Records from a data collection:
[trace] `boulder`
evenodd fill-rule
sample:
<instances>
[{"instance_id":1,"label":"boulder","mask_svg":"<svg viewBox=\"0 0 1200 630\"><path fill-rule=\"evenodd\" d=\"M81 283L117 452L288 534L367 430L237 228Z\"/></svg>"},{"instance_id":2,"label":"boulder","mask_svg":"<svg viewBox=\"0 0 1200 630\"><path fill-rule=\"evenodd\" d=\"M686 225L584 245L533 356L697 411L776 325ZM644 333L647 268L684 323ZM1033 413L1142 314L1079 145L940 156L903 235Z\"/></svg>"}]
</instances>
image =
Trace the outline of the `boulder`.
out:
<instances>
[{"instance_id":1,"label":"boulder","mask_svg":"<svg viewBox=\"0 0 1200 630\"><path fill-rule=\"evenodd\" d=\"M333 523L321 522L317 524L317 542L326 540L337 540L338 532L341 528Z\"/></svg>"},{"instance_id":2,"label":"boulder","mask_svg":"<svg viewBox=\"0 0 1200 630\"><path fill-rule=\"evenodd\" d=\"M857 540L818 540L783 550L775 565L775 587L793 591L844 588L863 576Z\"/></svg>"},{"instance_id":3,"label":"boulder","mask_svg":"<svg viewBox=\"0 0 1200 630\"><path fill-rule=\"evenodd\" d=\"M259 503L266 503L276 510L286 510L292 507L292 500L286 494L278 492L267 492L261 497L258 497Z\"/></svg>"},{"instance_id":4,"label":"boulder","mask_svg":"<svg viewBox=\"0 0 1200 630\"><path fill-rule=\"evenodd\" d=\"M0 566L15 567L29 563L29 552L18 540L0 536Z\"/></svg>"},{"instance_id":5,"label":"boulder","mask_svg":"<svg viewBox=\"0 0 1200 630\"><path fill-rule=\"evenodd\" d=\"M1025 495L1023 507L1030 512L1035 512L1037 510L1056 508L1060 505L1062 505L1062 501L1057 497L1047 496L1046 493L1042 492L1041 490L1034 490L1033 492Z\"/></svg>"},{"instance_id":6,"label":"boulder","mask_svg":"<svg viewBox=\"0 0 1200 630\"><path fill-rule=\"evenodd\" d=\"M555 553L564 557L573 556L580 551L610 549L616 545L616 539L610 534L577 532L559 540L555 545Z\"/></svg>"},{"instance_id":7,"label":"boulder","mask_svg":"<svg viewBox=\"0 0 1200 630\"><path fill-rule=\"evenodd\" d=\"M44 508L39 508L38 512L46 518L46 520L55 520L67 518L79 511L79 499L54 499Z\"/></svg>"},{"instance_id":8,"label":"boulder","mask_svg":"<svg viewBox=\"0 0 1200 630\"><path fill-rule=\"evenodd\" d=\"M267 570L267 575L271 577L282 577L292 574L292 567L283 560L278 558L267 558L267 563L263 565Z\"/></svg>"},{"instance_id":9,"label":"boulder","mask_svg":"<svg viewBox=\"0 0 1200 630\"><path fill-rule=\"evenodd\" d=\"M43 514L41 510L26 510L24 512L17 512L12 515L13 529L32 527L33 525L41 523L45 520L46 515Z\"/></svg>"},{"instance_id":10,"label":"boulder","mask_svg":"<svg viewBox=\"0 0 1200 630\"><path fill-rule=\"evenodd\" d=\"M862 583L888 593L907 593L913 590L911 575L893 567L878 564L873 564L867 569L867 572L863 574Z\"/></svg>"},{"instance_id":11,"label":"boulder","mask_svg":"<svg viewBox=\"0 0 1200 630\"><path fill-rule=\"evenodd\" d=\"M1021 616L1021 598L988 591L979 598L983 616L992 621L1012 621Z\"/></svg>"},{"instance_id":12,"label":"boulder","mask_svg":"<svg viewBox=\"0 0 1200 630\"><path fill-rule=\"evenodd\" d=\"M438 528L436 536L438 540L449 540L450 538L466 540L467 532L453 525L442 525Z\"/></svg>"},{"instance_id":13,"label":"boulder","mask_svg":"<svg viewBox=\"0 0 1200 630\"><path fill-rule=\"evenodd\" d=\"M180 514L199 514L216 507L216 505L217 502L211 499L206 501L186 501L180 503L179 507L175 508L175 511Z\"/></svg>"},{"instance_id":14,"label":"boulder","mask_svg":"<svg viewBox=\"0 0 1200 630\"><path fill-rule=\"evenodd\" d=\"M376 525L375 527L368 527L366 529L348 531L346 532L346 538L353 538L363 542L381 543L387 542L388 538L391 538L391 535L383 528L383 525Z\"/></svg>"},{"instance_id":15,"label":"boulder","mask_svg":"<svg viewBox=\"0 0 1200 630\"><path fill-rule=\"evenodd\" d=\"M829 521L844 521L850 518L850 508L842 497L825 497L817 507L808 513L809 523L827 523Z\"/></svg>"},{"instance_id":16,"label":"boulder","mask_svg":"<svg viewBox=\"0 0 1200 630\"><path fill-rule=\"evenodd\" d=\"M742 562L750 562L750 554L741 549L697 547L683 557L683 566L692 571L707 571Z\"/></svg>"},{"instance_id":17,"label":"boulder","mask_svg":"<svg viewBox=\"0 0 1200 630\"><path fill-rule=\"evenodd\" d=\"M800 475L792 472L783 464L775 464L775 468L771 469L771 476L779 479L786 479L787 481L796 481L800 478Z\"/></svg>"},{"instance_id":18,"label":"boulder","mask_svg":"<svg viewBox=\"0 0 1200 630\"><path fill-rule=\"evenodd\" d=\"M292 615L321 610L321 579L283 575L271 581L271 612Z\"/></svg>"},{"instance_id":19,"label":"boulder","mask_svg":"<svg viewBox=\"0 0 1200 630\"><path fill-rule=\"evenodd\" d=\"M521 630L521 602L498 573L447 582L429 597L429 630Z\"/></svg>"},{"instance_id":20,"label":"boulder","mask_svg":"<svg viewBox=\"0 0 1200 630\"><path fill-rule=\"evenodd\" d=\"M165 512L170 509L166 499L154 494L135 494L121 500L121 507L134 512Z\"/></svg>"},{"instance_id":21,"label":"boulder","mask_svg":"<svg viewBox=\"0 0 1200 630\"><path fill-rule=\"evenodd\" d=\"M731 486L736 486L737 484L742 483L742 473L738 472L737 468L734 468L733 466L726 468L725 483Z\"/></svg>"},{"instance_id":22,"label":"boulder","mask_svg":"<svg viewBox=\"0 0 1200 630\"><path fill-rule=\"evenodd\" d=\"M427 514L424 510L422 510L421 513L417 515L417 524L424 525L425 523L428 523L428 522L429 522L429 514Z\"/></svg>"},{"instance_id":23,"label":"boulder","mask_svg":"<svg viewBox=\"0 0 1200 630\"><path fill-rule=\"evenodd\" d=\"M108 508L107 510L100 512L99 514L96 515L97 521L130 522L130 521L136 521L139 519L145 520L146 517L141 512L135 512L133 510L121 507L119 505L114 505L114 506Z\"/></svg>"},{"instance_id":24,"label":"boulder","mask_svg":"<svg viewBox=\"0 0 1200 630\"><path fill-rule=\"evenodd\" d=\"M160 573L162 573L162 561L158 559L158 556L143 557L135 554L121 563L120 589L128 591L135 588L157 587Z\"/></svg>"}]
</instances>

WORK REQUEST: Retype the records in full, keeping every word as it is.

RESPONSE FOR THIS EXERCISE:
[trace] `boulder`
evenodd fill-rule
sample:
<instances>
[{"instance_id":1,"label":"boulder","mask_svg":"<svg viewBox=\"0 0 1200 630\"><path fill-rule=\"evenodd\" d=\"M81 283L117 452L288 534L367 430L237 228Z\"/></svg>"},{"instance_id":2,"label":"boulder","mask_svg":"<svg viewBox=\"0 0 1200 630\"><path fill-rule=\"evenodd\" d=\"M686 225L584 245L533 356L697 411L776 325ZM644 333L647 268L684 323ZM1033 413L1142 314L1079 145L940 156L903 235Z\"/></svg>"}]
</instances>
image =
Trace the outline of the `boulder`.
out:
<instances>
[{"instance_id":1,"label":"boulder","mask_svg":"<svg viewBox=\"0 0 1200 630\"><path fill-rule=\"evenodd\" d=\"M333 523L321 522L317 524L317 542L326 540L337 540L338 532L341 528Z\"/></svg>"},{"instance_id":2,"label":"boulder","mask_svg":"<svg viewBox=\"0 0 1200 630\"><path fill-rule=\"evenodd\" d=\"M857 540L818 540L783 550L775 565L775 587L793 591L844 588L863 576Z\"/></svg>"},{"instance_id":3,"label":"boulder","mask_svg":"<svg viewBox=\"0 0 1200 630\"><path fill-rule=\"evenodd\" d=\"M259 503L266 503L276 510L286 510L292 507L292 500L286 494L278 492L267 492L261 497L258 497Z\"/></svg>"},{"instance_id":4,"label":"boulder","mask_svg":"<svg viewBox=\"0 0 1200 630\"><path fill-rule=\"evenodd\" d=\"M0 566L15 567L29 563L29 552L18 540L0 536Z\"/></svg>"},{"instance_id":5,"label":"boulder","mask_svg":"<svg viewBox=\"0 0 1200 630\"><path fill-rule=\"evenodd\" d=\"M1025 495L1023 507L1030 512L1035 512L1037 510L1056 508L1060 505L1062 505L1062 501L1057 497L1047 496L1046 493L1042 492L1041 490L1034 490L1033 492Z\"/></svg>"},{"instance_id":6,"label":"boulder","mask_svg":"<svg viewBox=\"0 0 1200 630\"><path fill-rule=\"evenodd\" d=\"M555 553L564 557L573 556L580 551L610 549L616 545L616 539L610 534L577 532L559 540L555 545Z\"/></svg>"},{"instance_id":7,"label":"boulder","mask_svg":"<svg viewBox=\"0 0 1200 630\"><path fill-rule=\"evenodd\" d=\"M44 508L39 508L38 512L46 518L46 520L55 520L67 518L79 511L79 499L54 499Z\"/></svg>"},{"instance_id":8,"label":"boulder","mask_svg":"<svg viewBox=\"0 0 1200 630\"><path fill-rule=\"evenodd\" d=\"M267 570L267 575L271 577L282 577L292 574L292 567L283 560L278 558L267 558L267 563L263 565Z\"/></svg>"},{"instance_id":9,"label":"boulder","mask_svg":"<svg viewBox=\"0 0 1200 630\"><path fill-rule=\"evenodd\" d=\"M43 514L41 510L26 510L24 512L17 512L12 515L13 529L32 527L33 525L41 523L45 520L46 515Z\"/></svg>"},{"instance_id":10,"label":"boulder","mask_svg":"<svg viewBox=\"0 0 1200 630\"><path fill-rule=\"evenodd\" d=\"M862 583L888 593L907 593L913 590L911 575L893 567L878 564L873 564L867 569L867 572L863 574Z\"/></svg>"},{"instance_id":11,"label":"boulder","mask_svg":"<svg viewBox=\"0 0 1200 630\"><path fill-rule=\"evenodd\" d=\"M1021 616L1021 598L988 591L979 598L983 616L992 621L1012 621Z\"/></svg>"},{"instance_id":12,"label":"boulder","mask_svg":"<svg viewBox=\"0 0 1200 630\"><path fill-rule=\"evenodd\" d=\"M438 528L436 536L438 540L449 540L450 538L466 540L467 532L453 525L442 525Z\"/></svg>"},{"instance_id":13,"label":"boulder","mask_svg":"<svg viewBox=\"0 0 1200 630\"><path fill-rule=\"evenodd\" d=\"M180 514L199 514L216 507L216 505L217 502L211 499L206 501L186 501L180 503L179 507L175 508L175 511Z\"/></svg>"},{"instance_id":14,"label":"boulder","mask_svg":"<svg viewBox=\"0 0 1200 630\"><path fill-rule=\"evenodd\" d=\"M376 525L375 527L368 527L366 529L348 531L346 532L346 538L353 538L363 542L381 543L387 542L388 538L391 538L391 535L383 528L383 525Z\"/></svg>"},{"instance_id":15,"label":"boulder","mask_svg":"<svg viewBox=\"0 0 1200 630\"><path fill-rule=\"evenodd\" d=\"M829 521L844 521L850 518L850 508L842 497L825 497L817 507L808 513L809 523L827 523Z\"/></svg>"},{"instance_id":16,"label":"boulder","mask_svg":"<svg viewBox=\"0 0 1200 630\"><path fill-rule=\"evenodd\" d=\"M742 562L750 562L750 554L741 549L697 547L683 557L683 566L692 571L707 571Z\"/></svg>"},{"instance_id":17,"label":"boulder","mask_svg":"<svg viewBox=\"0 0 1200 630\"><path fill-rule=\"evenodd\" d=\"M800 475L792 472L783 464L775 464L775 468L771 469L771 476L779 479L786 479L787 481L796 481L800 478Z\"/></svg>"},{"instance_id":18,"label":"boulder","mask_svg":"<svg viewBox=\"0 0 1200 630\"><path fill-rule=\"evenodd\" d=\"M292 615L321 610L321 579L283 575L271 581L271 612Z\"/></svg>"},{"instance_id":19,"label":"boulder","mask_svg":"<svg viewBox=\"0 0 1200 630\"><path fill-rule=\"evenodd\" d=\"M521 630L521 602L498 573L447 582L429 597L429 630Z\"/></svg>"},{"instance_id":20,"label":"boulder","mask_svg":"<svg viewBox=\"0 0 1200 630\"><path fill-rule=\"evenodd\" d=\"M165 512L170 509L166 499L154 494L135 494L121 500L121 507L134 512Z\"/></svg>"},{"instance_id":21,"label":"boulder","mask_svg":"<svg viewBox=\"0 0 1200 630\"><path fill-rule=\"evenodd\" d=\"M731 486L736 486L737 484L742 483L742 473L738 472L737 468L734 468L733 466L726 468L725 483Z\"/></svg>"},{"instance_id":22,"label":"boulder","mask_svg":"<svg viewBox=\"0 0 1200 630\"><path fill-rule=\"evenodd\" d=\"M427 514L424 510L422 510L421 513L417 515L417 524L424 525L425 523L428 523L428 522L429 522L429 514Z\"/></svg>"},{"instance_id":23,"label":"boulder","mask_svg":"<svg viewBox=\"0 0 1200 630\"><path fill-rule=\"evenodd\" d=\"M108 508L107 510L100 512L99 514L96 515L97 521L130 522L130 521L136 521L139 519L145 520L146 517L141 512L135 512L133 510L121 507L119 505L114 505L114 506Z\"/></svg>"},{"instance_id":24,"label":"boulder","mask_svg":"<svg viewBox=\"0 0 1200 630\"><path fill-rule=\"evenodd\" d=\"M160 573L162 573L162 561L158 559L158 556L143 557L135 554L121 563L120 589L128 591L135 588L157 587Z\"/></svg>"}]
</instances>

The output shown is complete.